Copy the records from the line with "Class, indicate each instance of the double-headed" through the end of the records, requests included, and raise every pixel coordinate in the answer points by 99. Give only those lines, and leave out the pictures.

____ Exercise materials

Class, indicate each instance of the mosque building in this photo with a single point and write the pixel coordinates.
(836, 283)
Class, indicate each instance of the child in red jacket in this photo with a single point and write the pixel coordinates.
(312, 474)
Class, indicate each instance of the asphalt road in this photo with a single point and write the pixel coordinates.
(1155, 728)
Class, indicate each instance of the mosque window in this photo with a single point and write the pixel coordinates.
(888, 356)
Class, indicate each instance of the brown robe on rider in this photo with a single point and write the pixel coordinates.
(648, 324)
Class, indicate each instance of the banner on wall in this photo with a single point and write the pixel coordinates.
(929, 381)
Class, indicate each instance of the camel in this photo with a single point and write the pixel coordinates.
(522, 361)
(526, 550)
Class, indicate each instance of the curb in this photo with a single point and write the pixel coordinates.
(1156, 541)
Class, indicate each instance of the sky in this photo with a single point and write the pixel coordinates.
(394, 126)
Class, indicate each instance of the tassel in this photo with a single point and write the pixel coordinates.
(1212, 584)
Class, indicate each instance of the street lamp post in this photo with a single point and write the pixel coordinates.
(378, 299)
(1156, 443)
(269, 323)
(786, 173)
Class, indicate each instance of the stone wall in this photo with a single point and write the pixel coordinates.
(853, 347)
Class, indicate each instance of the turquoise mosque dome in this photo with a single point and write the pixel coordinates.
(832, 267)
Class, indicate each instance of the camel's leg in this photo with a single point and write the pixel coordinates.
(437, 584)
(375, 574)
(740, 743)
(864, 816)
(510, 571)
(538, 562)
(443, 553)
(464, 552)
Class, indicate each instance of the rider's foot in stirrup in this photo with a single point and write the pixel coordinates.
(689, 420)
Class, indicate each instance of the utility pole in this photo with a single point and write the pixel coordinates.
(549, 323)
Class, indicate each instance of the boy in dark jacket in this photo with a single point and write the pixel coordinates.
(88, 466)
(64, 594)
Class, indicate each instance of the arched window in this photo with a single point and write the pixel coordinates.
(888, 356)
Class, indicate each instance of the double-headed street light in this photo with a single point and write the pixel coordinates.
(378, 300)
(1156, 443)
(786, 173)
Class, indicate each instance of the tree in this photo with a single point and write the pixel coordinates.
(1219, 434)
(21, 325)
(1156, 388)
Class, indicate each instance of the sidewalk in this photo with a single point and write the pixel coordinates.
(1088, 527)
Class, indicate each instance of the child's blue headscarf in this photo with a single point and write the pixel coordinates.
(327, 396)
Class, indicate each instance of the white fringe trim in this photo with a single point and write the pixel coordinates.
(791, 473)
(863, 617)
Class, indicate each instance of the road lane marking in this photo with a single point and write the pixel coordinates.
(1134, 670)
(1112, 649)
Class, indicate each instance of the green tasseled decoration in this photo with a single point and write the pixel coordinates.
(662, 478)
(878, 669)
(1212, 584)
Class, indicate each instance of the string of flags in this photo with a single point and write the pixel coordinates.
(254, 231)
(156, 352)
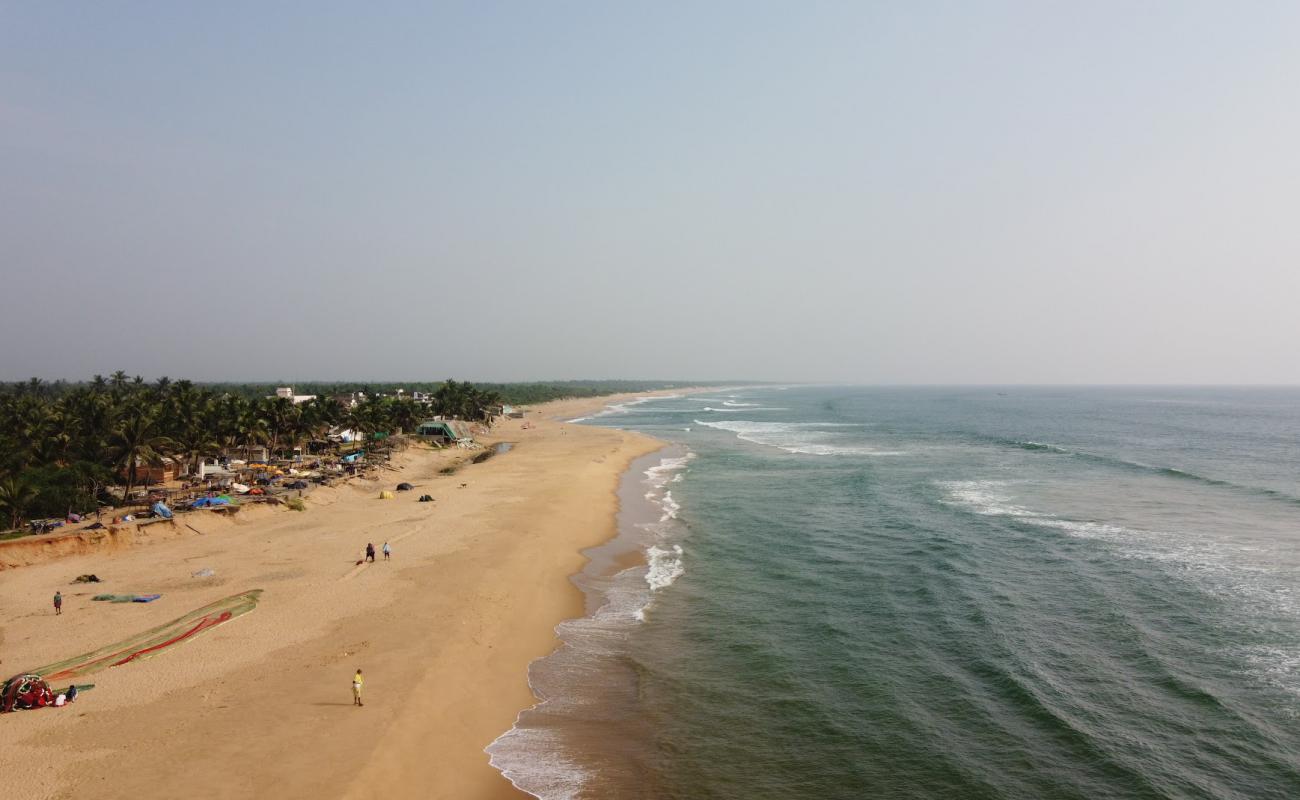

________

- **Correct answer**:
Class, indicate each instance of the double-headed street light in this photo with a single point and write the pixel coordinates.
(477, 399)
(1255, 542)
(885, 272)
Class, indicate each instance of the tree in this photo with a single point and write the pixel coordinates.
(1318, 533)
(120, 424)
(1255, 487)
Class, indicate each instance of the sidewalk in this photo with a single point and write the pixel coordinates.
(1187, 626)
Class, indicate each instance of the child's blue headscarf in this photo with a single point and write the pixel coordinates.
(426, 495)
Class, indicate each instance of the white fringe trim in this photo with a single point and write the pixel coordinates.
(890, 572)
(962, 716)
Class, indicate each instance of the road lane marking in this photo with a single point and write the pixel coordinates.
(1233, 769)
(1211, 748)
Class, indicate each instance of the green tasseled decoration in this photo with a single point and write the pixel coordinates.
(761, 577)
(977, 768)
(1311, 683)
Class, indicate each instance of the string of flags in this photo with a single point and write the pixel coordinates.
(353, 330)
(255, 451)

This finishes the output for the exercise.